* **TASK GOAL**:
Print every one of the records below verbatim, keeping each line unchanged.

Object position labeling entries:
-- BEGIN --

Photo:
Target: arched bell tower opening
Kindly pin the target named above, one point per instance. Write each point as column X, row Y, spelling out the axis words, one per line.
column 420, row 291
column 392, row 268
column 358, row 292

-- END --

* **CORRECT RESULT**:
Photo:
Target: arched bell tower opening
Kindly pin the target named above, one point per instance. Write each point as column X, row Y, spelling out the axis words, one per line.
column 420, row 291
column 392, row 268
column 358, row 292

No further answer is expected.